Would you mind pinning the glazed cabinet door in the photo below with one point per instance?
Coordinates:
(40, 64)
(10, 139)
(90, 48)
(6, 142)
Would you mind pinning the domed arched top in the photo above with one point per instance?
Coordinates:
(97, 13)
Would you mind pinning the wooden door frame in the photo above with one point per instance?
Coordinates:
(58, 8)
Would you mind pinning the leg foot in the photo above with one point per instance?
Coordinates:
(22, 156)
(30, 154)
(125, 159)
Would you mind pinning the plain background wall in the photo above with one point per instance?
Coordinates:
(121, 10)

--

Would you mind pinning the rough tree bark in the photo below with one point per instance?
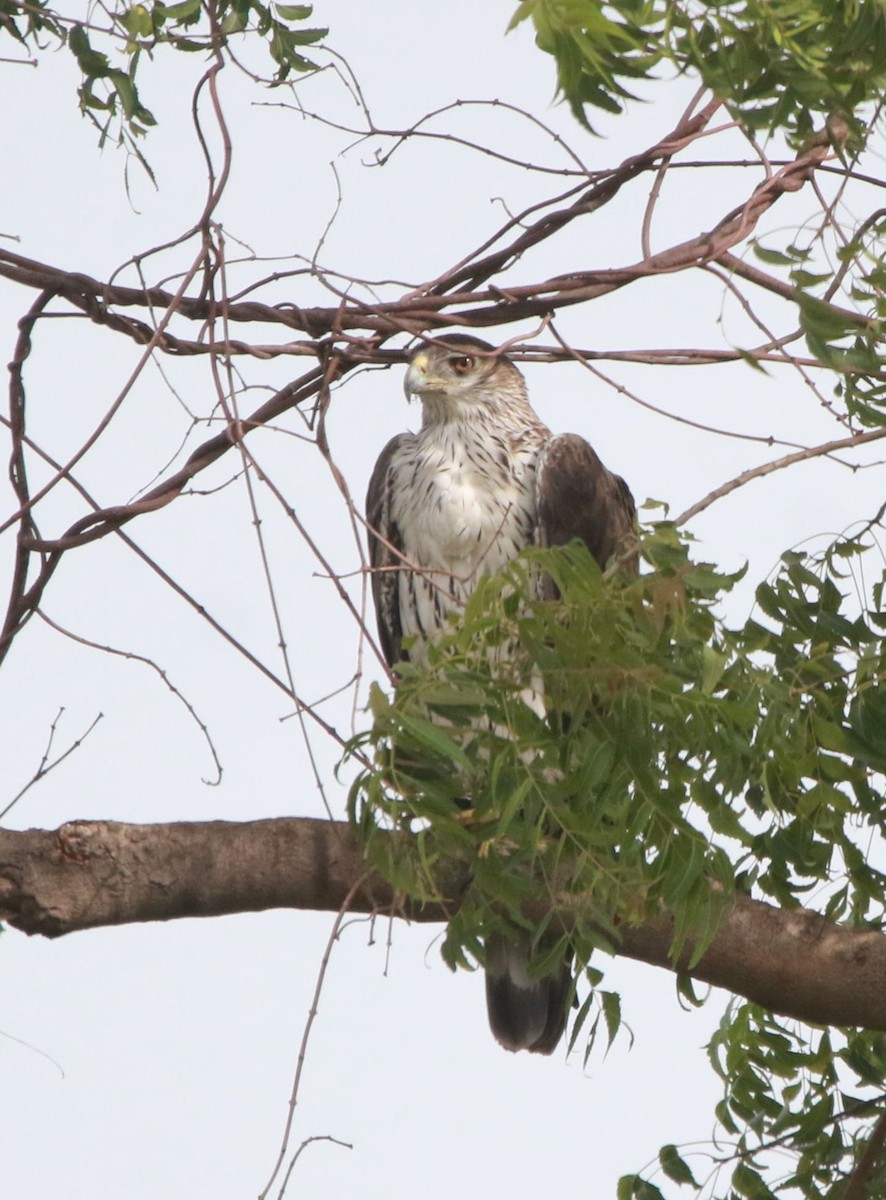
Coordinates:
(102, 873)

* [TRY IT] Where does the word "instance" occur in the data? Copy every line that has it.

* [EXERCISE OUTPUT]
Would you mind pinning the glazed cabinet door in the photo below with one point per instance?
Would you mind pinning the domed arched top in the photo above with one point per instance?
Would you mind pinning the wooden door frame in the photo above with one point per instance?
Would you mind pinning the leg foot in the photo above with one point per instance?
Would you mind pinning the plain background wall in the photo above with one point per instance?
Would you mind pinning the rough tree bark in the photo below with one point per instance?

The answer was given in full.